課題一覧 ::
[a] 帆船の船員についての文章にある「一つの手は自分のために、もう一つは船のために使え。」という一文を英語に訳しなさい。
[b] 帆船の船員についての文章では、船員たちに一番嫌われていた仕事は何だったと述べられていますか。
[c] 帆船の船員についての文章の続きを、最後に示された文の後から書き進めなさい。

本文抜粋 ::
サンフランシスコ海事博物館にある帆船「バルクルーサ」を見ながら、
十九世紀末の帆船で働く人々について、現地の説明ボードを元に
お話ししています。

いやー、しかし、そうではないかとは思っていましたが、
このころの船ってもうブラック企業なんてもんじゃありませんわ。

ブラック企業でも一応社員は自分の意思で入社してきた人ですが、
こちらは下手したら攫われてきて仕方なく働いてたりしますから。

「バルクルーサ」甲板から遠くゴールデンゲートブリッジを臨む。
波が全くありませんが、これはこの部分が突堤に囲まれているからです。

橋の左に倉庫のようなものが見えているかと思いますが、ここは
フォート・メイソンといい、先日ご紹介した映画「ダウン・ペリスコープ」
(イン・ザ・ネイビー)のラストシーンで、主人公たちが乗っていたディーゼル艦、
「スティングレイ」が入港した岸壁です。

映画に使われた潜水艦「パンパニート」は今いるところのすぐ後ろにある
「フィッシャーマンズワーフ」の岸壁に展示されていて、映画のために
わざわざフォートメイソンまで引っ張っていったといわれています。

この説明にある「メインロイヤル」というのは、帆船で一番上に張られる帆のことです。

一番高いところにある帆ですが、その割にこれを張る仕事は
他のいろんな船上の仕事の中でも簡単な部類に属するのだそうです。

その大きな理由は、帆そのものが一番上のなので小さいことがあげられます。

高い部分なので大抵は修行中の少年が船の動きを覚え、
できるだけ早く仕事に慣れるためにそこでまず仕事をさせられます。

「ロイヤルを畳むこと」

これが船乗りとして最初にインストールするべき基本なのです。
もちろん、いきなりそんな高いところに登らされる初心者の少年は
誰しもパニックすれすれになるくらい緊張するわけですが、
そんな彼らに対し、ベテランの船乗りはこう言い聞かせます。

「一つの手は自分のために、もう一つは船のために使え。
自分の手元だけを見て、決して下を見るな」

それでは逆に、一番船員たちに嫌われていた仕事とはなんでしょうか。

それは間違いなくこのポンプ作業だったと思われます。
このころの船は、船の水を外に出すことを人力でせねばならなかったのですが、
これは木製の船の日課といってもいい厄介な仕事でした。

午後はドッグワッチの時間、あるいはそれだけで十分でない場合、
4時間のワッチ時間の終わりにも行われました。

ポンプの仕事はハードでひどく評判の悪いものでした。
ですから、強風が隙間の詰め物が強風で飛んでいってしまったりする
木造の船に乗る人は鋼鉄の船を懐かしがったものでした。

資料一覧 ::
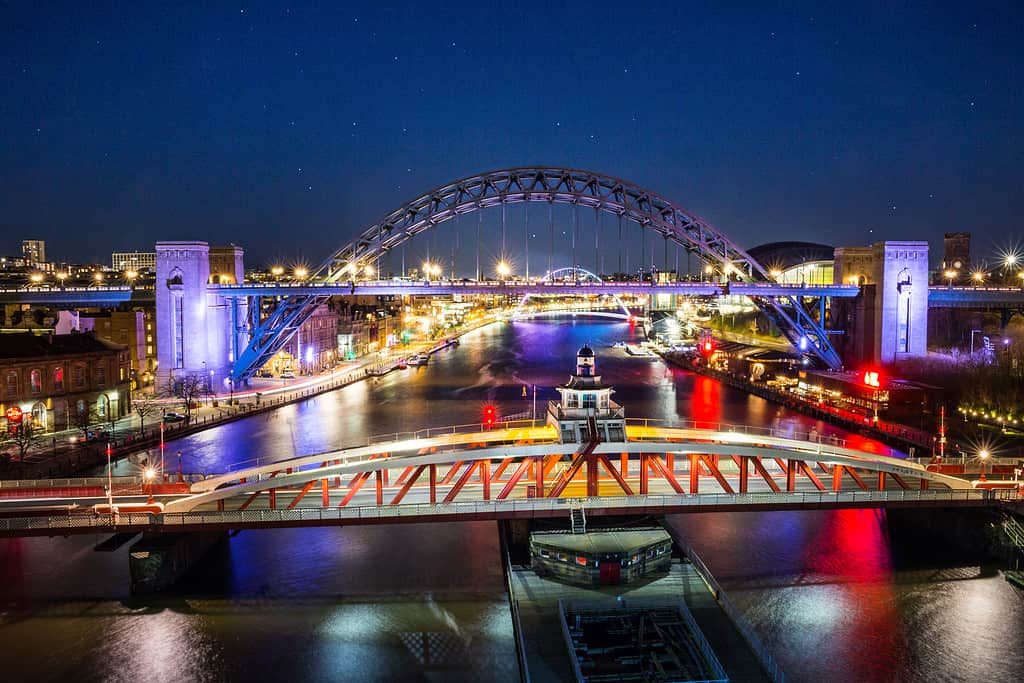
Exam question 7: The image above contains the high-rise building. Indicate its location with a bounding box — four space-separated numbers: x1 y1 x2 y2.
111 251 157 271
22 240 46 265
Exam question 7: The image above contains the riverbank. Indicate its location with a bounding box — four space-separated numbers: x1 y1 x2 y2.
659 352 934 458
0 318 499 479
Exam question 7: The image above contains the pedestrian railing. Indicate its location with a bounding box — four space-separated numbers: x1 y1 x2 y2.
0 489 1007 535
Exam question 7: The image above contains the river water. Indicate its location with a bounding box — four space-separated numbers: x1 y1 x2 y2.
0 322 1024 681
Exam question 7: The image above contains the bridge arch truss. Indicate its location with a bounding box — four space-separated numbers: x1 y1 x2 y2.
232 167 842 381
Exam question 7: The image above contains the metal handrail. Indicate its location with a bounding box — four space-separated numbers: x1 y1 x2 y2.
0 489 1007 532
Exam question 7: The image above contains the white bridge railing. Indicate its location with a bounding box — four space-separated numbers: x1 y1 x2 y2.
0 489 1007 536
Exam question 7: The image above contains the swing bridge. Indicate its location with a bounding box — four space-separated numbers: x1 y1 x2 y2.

解答一覧 ::
[a] Use one hand for yourself and the other for the ship.

[b] ポンプ作業です。

[c]
「ポンプ、ポンプ、とにかくポンプだ。
さもなければ溺れるしかない。
波風をやり過ごすために帆をたたみ、

そしてポンプを押し続けなければならない。

船がひっくりがえって怒り狂う海に飲まれ、
時間のない世界に迷い込む前に、

とにかくポンプ、ポンプ、ポンプだ」

やってもやっても終わりがない状態の時には、無益な労働を繰り返さざるを得なかった
シーシュポスもかくやと思われる
無常感と絶望感におしひしがれたでしょう。

ただし、シーシュポスと違い、彼らの仕事には
「死なないために」という最終にして最大の目的があります。


これがポンプの断面図です。
人力で動かすしか方法がなかったというのが辛いところですね。

 

しかし「バルクルーサ」がアラスカでサケ漁を行なっていた時、
こんな事件がありました。

1904年、アラスカからサンフランシスコに向かう『バルクルーサ』は
強風に見舞われ、船内に海水が浸入して左舷側に船が傾いてしまい、
とても人力でポンプを動かしていては間に合わない、という事態になったのです。

当時、「バルクルーサ」には貨物の積み降ろしのためにドンキー・エンジン
(ここの入り口に飾ってあったあれ)が搭載されていたのですが、
この非常時に、船員はこれを使うことを思いつきました。

急遽リグでポンプのベルトを作り、ポンプをエンジンの力で回すことによって、
左傾した船体から海水を汲みだし、
無事に生還することができた、というのです。

これを思いつき、実行し、成功させた頭のいい人がいて本当によかった、
と乗員は皆胸をなでおろしたことと思われますが、
それより、急遽担ぎ出したドンキーエンジンが、あっという間にポンプのクランクを回し、
水があれよあれよと汲み出されていくのを見て、日頃ポンプ仕事を

「一番嫌な仕事」

として嫌々やっていた船員たちは、一様に

「最初からこういうの作ってくれよ・・・」

と情けない思いを抱いたのではなかったでしょうか。

だいたい、世界では(日露戦争もこの頃)石炭船が主流、
そのほかにも海底ケーブルだの無線だの科学の進歩が凄まじいこの時期、
帆船でアラスカに鮭を獲りに行かせるなどという前時代的なことを
労働者にやらせていたということ自体がブラック業界だったよね。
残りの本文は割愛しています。